**What you are asked to do**
Verbatim output of all the material below is required.
* begin Material for this task *
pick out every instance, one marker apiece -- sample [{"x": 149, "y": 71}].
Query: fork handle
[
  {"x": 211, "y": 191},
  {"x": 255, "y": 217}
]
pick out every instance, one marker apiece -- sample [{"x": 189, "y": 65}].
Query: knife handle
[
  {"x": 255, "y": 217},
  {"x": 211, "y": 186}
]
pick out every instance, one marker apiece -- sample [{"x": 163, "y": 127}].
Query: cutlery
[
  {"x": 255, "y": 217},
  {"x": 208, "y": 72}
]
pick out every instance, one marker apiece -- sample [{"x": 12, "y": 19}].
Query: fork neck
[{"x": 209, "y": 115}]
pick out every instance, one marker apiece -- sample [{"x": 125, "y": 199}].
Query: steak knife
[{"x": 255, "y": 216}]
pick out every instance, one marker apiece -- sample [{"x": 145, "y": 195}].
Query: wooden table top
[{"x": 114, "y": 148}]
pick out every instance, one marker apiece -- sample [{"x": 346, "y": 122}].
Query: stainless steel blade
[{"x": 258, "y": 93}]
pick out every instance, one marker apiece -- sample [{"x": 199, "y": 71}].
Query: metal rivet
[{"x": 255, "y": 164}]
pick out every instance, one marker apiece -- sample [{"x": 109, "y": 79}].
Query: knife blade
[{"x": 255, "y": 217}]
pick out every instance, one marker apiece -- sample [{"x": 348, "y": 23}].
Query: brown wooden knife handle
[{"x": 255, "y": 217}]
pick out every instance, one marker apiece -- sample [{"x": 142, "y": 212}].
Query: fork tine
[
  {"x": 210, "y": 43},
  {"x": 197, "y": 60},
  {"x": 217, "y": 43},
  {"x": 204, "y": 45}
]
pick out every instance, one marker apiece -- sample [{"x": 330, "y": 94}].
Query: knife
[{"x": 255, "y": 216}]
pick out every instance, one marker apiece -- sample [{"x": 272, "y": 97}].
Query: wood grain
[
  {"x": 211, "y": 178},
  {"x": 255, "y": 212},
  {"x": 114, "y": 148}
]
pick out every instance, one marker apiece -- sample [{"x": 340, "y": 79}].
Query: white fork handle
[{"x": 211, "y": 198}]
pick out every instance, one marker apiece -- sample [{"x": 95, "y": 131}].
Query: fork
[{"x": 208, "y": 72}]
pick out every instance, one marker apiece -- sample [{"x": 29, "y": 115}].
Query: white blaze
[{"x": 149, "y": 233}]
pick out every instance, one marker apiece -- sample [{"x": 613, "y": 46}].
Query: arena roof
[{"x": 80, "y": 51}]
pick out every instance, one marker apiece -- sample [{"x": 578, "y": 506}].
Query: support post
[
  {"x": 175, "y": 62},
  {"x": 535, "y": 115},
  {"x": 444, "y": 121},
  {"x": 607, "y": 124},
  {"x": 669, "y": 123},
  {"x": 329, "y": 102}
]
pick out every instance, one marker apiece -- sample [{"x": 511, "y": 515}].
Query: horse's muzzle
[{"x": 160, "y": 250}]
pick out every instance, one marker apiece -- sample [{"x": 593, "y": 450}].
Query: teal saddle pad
* end Material for this task *
**Expected answer**
pick out every instance, one marker apiece -- sample [{"x": 149, "y": 71}].
Query: fork handle
[
  {"x": 211, "y": 191},
  {"x": 255, "y": 217}
]
pick out every instance, one marker apiece -- sample [{"x": 189, "y": 65}].
Query: knife handle
[
  {"x": 255, "y": 217},
  {"x": 211, "y": 186}
]
pick out every instance, one marker apiece -- sample [{"x": 163, "y": 127}].
Query: cutlery
[
  {"x": 255, "y": 217},
  {"x": 208, "y": 72}
]
pick out every instance, one marker apiece -- sample [{"x": 12, "y": 19}].
Query: fork neck
[{"x": 209, "y": 115}]
pick out every instance, one marker apiece -- sample [{"x": 125, "y": 199}].
Query: steak knife
[{"x": 255, "y": 216}]
pick out every instance, one marker apiece -- sample [{"x": 145, "y": 195}].
Query: wooden table top
[{"x": 114, "y": 148}]
pick out every instance, one marker apiece -- sample [{"x": 346, "y": 122}].
Query: stainless steel blade
[{"x": 258, "y": 93}]
pick out every instance, one marker apiece -- sample [{"x": 199, "y": 71}].
Query: metal rivet
[{"x": 255, "y": 164}]
pick out every instance, one marker apiece -- sample [{"x": 109, "y": 79}].
Query: knife blade
[{"x": 255, "y": 217}]
pick out every instance, one marker apiece -- sample [{"x": 348, "y": 23}].
Query: brown wooden knife handle
[{"x": 255, "y": 217}]
pick out every instance, one marker apiece -- sample [{"x": 142, "y": 212}].
Query: fork tine
[
  {"x": 210, "y": 43},
  {"x": 197, "y": 60},
  {"x": 217, "y": 43},
  {"x": 204, "y": 45}
]
pick out every instance, one marker apiece -- sample [{"x": 330, "y": 94}].
Query: knife
[{"x": 255, "y": 216}]
pick out every instance, one marker apiece -- sample [{"x": 272, "y": 97}].
Query: wood grain
[
  {"x": 211, "y": 178},
  {"x": 255, "y": 212},
  {"x": 114, "y": 148}
]
pick out every instance, one marker apiece -- sample [{"x": 340, "y": 79}].
Query: white fork handle
[{"x": 211, "y": 198}]
pick out every instance, one marker apiece -- sample [{"x": 95, "y": 131}].
Query: fork
[{"x": 208, "y": 72}]
pick out every instance, one marker apiece -- sample [{"x": 29, "y": 115}].
Query: white blaze
[{"x": 149, "y": 233}]
pick out every instance, one marker apiece -- sample [{"x": 613, "y": 46}].
Query: arena roof
[{"x": 80, "y": 51}]
pick out every instance, one marker apiece -- sample [{"x": 578, "y": 506}].
Query: support post
[
  {"x": 175, "y": 62},
  {"x": 535, "y": 115},
  {"x": 444, "y": 121},
  {"x": 607, "y": 124},
  {"x": 669, "y": 123},
  {"x": 329, "y": 102}
]
pick out every instance, one marker apiece -- sample [{"x": 511, "y": 515}].
Query: horse's muzzle
[{"x": 160, "y": 250}]
pick out every instance, one marker apiece -- sample [{"x": 593, "y": 450}].
Query: teal saddle pad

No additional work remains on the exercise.